§ **TASK**
Beginning with the line where "Expected: for each instance of the rocky summit" appears, repeat every remaining line of the entries exactly, the last line included.

§ **PROVIDED INFORMATION**
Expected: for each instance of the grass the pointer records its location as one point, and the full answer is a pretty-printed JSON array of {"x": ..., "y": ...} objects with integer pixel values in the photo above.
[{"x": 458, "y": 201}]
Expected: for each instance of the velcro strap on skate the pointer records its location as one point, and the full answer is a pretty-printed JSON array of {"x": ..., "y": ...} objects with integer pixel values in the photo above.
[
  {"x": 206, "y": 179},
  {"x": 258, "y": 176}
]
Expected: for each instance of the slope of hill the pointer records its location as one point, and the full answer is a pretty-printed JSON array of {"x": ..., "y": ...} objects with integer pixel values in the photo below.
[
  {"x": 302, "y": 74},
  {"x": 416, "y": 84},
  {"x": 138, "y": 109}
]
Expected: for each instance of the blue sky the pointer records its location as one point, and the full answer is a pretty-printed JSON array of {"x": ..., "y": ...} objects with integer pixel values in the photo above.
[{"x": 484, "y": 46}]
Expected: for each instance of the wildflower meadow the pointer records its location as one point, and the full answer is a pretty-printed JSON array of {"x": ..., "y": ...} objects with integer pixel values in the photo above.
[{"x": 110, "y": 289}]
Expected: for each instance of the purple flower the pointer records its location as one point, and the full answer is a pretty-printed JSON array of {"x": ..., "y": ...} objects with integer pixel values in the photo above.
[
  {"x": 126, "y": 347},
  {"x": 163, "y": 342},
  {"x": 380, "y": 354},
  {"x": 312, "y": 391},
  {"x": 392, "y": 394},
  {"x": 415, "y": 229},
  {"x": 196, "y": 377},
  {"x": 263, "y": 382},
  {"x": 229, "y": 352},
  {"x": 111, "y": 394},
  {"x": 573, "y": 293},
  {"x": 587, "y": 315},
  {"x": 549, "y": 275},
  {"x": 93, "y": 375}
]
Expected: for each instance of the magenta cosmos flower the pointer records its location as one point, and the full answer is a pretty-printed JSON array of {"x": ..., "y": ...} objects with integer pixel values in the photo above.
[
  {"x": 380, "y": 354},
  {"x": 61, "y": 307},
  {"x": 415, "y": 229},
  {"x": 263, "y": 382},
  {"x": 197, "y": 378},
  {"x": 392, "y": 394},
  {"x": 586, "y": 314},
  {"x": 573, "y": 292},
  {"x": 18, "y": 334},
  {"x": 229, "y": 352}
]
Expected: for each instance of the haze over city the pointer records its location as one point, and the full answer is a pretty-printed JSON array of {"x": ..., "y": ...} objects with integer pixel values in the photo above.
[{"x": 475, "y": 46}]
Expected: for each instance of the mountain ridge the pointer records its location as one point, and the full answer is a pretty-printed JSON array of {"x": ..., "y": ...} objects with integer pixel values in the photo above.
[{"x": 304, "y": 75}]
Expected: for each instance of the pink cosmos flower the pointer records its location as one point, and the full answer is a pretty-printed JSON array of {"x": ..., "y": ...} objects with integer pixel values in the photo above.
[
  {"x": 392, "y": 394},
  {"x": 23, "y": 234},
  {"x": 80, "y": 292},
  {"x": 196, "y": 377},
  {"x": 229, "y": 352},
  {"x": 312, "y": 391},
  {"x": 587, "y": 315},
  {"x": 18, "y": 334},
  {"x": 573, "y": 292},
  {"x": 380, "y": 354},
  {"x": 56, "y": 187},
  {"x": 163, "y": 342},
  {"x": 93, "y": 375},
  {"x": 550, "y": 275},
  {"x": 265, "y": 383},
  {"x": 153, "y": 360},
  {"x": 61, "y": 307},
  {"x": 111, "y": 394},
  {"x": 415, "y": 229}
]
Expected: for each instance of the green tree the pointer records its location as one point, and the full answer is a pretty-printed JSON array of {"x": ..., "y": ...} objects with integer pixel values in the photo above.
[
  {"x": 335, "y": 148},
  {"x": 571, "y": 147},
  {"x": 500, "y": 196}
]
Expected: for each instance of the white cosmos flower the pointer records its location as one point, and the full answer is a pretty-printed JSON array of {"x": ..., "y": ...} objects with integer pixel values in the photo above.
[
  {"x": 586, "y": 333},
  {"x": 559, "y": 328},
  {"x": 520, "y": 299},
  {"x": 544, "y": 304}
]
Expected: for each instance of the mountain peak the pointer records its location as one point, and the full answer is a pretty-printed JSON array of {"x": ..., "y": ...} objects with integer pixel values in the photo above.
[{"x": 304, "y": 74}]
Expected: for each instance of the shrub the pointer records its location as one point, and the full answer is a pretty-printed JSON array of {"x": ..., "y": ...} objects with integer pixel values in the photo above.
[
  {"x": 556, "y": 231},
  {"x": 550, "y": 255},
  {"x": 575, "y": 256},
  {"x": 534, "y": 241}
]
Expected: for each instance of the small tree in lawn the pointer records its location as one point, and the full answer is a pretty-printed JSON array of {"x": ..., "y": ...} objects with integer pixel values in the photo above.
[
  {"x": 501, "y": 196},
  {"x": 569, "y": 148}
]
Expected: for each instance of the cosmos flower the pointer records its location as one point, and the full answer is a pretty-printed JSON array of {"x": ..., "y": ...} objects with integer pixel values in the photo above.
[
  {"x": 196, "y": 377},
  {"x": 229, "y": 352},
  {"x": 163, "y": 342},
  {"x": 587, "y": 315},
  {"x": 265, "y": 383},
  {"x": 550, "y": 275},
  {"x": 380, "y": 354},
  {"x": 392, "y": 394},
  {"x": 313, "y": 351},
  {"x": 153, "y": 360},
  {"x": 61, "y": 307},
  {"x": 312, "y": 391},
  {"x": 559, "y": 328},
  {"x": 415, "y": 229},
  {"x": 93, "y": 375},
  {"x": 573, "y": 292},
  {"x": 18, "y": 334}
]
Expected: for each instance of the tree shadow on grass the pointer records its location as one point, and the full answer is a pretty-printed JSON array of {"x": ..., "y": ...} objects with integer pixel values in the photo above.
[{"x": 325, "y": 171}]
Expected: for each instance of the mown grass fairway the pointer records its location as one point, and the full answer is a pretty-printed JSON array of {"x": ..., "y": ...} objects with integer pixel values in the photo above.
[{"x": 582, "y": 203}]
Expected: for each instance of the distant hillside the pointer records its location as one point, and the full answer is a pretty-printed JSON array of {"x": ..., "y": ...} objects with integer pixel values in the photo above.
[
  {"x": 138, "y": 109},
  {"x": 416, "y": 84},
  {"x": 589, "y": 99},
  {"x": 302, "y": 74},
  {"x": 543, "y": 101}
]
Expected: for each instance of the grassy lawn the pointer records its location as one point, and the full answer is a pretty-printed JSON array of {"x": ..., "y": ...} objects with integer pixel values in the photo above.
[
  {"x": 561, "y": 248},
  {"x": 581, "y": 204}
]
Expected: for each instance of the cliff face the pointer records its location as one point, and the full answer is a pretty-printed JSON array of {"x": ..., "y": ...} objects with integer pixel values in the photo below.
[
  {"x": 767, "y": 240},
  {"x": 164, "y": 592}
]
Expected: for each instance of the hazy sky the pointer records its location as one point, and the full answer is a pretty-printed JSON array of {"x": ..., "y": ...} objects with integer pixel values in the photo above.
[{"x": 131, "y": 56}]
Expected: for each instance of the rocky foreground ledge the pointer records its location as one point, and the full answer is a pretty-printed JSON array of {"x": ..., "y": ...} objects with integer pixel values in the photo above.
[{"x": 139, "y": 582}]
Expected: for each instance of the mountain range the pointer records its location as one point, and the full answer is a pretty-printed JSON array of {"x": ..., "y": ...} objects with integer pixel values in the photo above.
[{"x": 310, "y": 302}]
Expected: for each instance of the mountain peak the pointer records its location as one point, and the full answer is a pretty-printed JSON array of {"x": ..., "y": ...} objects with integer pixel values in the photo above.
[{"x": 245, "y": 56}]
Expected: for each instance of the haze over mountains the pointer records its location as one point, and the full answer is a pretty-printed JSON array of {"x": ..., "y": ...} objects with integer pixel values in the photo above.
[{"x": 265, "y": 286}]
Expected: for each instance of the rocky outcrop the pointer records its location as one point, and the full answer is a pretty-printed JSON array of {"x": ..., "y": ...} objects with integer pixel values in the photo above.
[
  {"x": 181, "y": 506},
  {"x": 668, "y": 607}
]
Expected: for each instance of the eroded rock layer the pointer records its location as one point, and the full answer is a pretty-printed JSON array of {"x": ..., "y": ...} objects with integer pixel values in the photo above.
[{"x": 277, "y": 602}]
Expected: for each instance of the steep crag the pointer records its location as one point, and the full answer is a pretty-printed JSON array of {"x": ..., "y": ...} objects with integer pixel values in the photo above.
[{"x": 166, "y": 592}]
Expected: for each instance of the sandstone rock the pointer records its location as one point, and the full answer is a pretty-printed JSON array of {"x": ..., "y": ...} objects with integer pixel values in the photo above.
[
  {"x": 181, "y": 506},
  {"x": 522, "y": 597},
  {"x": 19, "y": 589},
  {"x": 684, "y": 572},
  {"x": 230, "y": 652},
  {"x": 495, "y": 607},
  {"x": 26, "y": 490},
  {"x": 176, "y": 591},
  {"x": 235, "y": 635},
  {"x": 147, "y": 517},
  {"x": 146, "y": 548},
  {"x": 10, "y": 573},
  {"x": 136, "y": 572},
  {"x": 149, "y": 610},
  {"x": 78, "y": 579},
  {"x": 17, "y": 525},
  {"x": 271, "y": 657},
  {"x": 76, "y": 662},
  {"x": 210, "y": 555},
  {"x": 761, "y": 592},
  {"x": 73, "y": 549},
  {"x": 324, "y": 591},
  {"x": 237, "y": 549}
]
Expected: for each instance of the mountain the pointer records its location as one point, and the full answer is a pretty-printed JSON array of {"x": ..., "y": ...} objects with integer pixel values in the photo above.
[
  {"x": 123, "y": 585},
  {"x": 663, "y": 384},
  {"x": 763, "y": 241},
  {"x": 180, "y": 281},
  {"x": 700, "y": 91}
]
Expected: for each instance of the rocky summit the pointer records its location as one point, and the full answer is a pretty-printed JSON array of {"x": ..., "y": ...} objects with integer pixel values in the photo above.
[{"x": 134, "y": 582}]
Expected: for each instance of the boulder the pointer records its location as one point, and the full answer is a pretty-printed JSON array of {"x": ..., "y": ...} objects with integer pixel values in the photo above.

§ **EXERCISE RESPONSE**
Expected: for each instance of the rocky summit the pointer records its location as one point, and the full answer is a pretty-printed JSON array of {"x": ..., "y": ...} objects with integer pixel values in the photo above.
[{"x": 134, "y": 582}]
Expected: for each instance of the boulder the pointer records its location as one point, and the full answer is a pretty-printed JSON array of {"x": ..., "y": ...} objects with integer pixel values in the photo above.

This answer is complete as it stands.